### Excerpted text
- - - -
This Is the Reason the S&P 500 Fell a 4th Straight Session


Earnings season has officially begun, and investors can't seem to bury their heads in the sand quickly enough. Reports from aluminum giant Alcoa (NYS: AA) and oil juggernaut Chevron (NYS: CVX) disappointed a market that had high hopes going into the fourth quarter.

Alcoa's cautionary statements that a slowdown in China would weaken future results when compounded with its already high levels of aluminum inventory bode poorly for near-term aluminum pricing, as well as manufacturing growth.

Chevron's weakness had nothing to do with China when it warned that it expected substantially lower earnings in its upcoming quarter. The No. 2 oil company behind ExxonMobil blamed lower oil prices and Hurricane Isaac for disrupting production at a Mississippi refinery as the reason for its lowered guidance.

Tack on pre-existing worries in Europe and China, as well as continued weak growth in the U.S., and it's pretty clear why the S&P 500 (INDEX: ^GSPC) sank for a fourth consecutive day, ending down 8.92 points (-0.62%), to 1,432.56. Let's have a quick look at two additional companies putting heavy downside pressure on the S&P 500 today.
- - - -
### Records provided
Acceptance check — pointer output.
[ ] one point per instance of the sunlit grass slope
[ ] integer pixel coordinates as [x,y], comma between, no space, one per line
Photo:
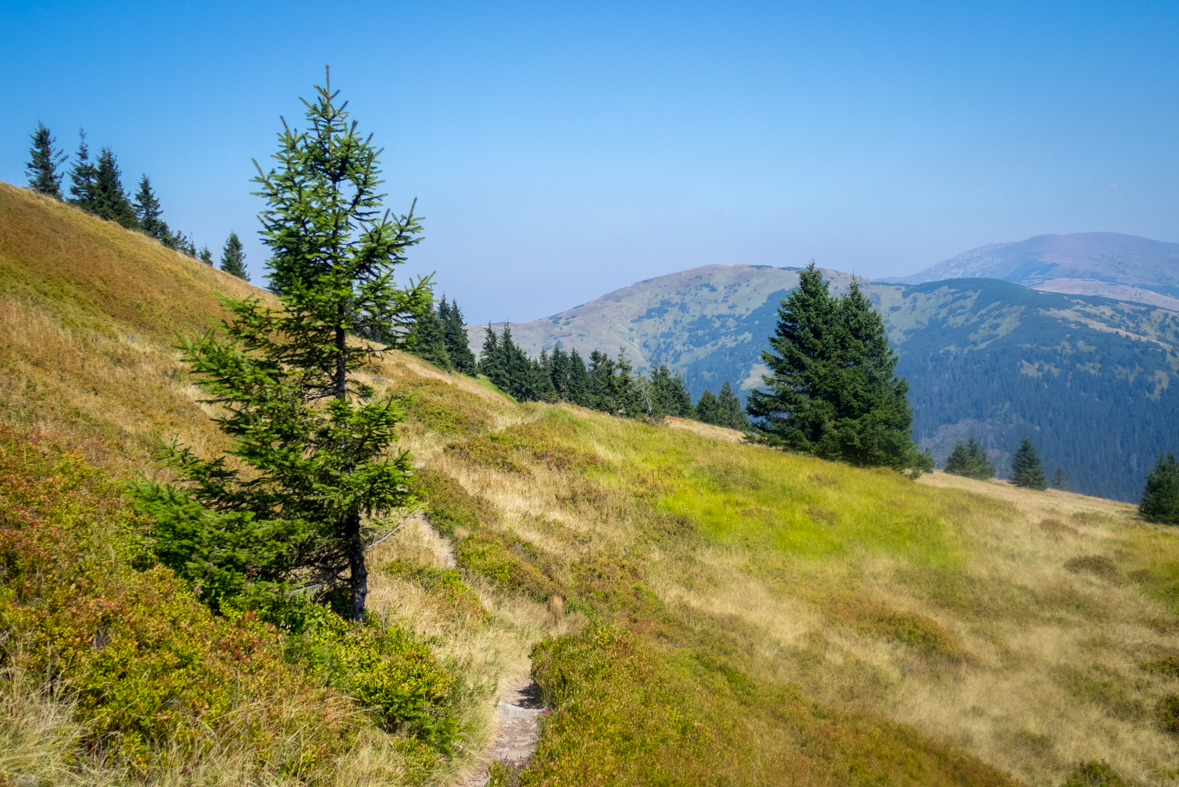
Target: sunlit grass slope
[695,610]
- - - -
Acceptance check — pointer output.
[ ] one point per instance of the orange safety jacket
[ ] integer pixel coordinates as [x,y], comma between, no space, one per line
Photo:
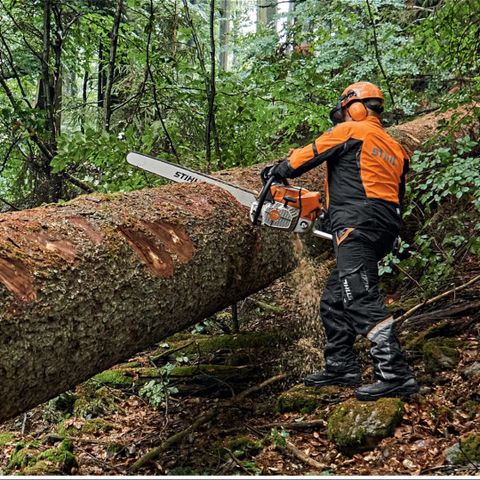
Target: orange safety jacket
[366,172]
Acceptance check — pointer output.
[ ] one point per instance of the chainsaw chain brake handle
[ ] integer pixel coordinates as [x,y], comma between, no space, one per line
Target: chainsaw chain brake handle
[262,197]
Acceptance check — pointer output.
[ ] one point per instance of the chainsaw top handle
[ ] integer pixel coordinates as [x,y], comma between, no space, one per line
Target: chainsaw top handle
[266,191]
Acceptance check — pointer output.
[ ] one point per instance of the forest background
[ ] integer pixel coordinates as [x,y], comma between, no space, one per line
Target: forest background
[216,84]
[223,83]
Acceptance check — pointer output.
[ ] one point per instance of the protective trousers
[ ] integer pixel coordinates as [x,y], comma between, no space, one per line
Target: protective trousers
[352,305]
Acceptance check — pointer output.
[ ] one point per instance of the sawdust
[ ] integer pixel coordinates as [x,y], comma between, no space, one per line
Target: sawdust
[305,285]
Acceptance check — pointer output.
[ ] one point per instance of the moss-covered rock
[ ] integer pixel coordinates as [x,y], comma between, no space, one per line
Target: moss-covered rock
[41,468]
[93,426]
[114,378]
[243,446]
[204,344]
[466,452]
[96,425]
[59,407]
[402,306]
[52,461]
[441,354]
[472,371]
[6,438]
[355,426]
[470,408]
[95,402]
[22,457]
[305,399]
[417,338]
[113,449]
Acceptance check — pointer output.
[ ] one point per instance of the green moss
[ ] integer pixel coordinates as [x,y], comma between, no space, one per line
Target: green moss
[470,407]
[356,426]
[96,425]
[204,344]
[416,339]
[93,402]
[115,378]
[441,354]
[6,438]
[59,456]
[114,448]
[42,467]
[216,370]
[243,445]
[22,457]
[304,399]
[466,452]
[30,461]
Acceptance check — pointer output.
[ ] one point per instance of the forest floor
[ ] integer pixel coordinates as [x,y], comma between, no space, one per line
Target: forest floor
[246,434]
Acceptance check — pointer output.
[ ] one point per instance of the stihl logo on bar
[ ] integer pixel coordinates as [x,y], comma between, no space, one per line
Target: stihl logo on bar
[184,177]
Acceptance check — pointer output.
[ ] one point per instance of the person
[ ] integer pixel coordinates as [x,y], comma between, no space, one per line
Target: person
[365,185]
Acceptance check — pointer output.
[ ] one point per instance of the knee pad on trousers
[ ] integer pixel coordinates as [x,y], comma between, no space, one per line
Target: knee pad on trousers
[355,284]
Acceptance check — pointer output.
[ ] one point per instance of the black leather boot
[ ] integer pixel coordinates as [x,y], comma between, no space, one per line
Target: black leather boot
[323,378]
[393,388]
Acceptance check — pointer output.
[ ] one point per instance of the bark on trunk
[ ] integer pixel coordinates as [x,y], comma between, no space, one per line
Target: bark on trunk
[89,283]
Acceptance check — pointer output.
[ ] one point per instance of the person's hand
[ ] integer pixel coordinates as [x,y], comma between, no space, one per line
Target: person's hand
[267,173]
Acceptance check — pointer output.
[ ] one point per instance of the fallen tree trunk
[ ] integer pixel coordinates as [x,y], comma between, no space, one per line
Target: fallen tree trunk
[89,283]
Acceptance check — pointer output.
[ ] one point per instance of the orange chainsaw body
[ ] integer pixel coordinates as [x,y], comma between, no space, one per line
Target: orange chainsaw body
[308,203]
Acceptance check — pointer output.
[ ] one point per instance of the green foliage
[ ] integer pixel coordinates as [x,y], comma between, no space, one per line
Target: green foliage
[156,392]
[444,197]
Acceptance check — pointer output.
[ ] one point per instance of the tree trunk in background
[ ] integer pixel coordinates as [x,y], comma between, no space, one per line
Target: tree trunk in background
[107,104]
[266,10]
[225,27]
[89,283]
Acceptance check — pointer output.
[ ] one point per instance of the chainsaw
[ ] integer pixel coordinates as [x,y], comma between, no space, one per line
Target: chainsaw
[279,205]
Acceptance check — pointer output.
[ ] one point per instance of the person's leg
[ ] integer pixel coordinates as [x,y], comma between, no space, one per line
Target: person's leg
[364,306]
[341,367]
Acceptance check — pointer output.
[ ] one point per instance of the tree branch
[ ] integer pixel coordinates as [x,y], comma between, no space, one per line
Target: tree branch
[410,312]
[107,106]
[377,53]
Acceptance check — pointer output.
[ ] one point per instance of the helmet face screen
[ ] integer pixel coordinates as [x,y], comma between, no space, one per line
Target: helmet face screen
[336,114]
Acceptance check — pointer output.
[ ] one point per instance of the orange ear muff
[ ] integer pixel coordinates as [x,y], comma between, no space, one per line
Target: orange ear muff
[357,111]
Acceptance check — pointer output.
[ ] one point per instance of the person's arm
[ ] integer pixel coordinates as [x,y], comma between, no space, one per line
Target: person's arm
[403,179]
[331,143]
- - - -
### The tasks
1 > Rewrite the paragraph of the market article that begins "Chevron's weakness had nothing to do with China" as a short bulleted list that keeps its main facts.
2 > Based on the market article, do the following statements agree with it? For each, answer yes or no and quote the words of the article that decide it.
(a) Alcoa warned that a slowdown in China would weaken its future results.
(b) Chevron blamed China for its lowered guidance.
(c) The S&P 500 closed at 1,432.56.
3 > Answer these questions from the market article.
(a) What does the article say Alcoa already had high levels of?
(b) Where was production disrupted by Hurricane Isaac?
(c) How many consecutive days had the S&P 500 sunk?
The rows come from a separate source and are not connected to the market article.

### Answers for the exercise
1 >
- Chevron's weakness was unrelated to China.
- Chevron warned that it expected substantially lower earnings in its upcoming quarter.
- It is the No. 2 oil company, behind ExxonMobil.
- It blamed its lowered guidance on lower oil prices and on Hurricane Isaac disrupting production at a Mississippi refinery.

2 >
(a) Yes: "Alcoa's cautionary statements that a slowdown in China would weaken future results"
(b) No: "Chevron's weakness had nothing to do with China"
(c) Yes: "ending down 8.92 points (-0.62%), to 1,432.56"

3 >
(a) Aluminum inventory.
(b) At a Mississippi refinery.
(c) Four.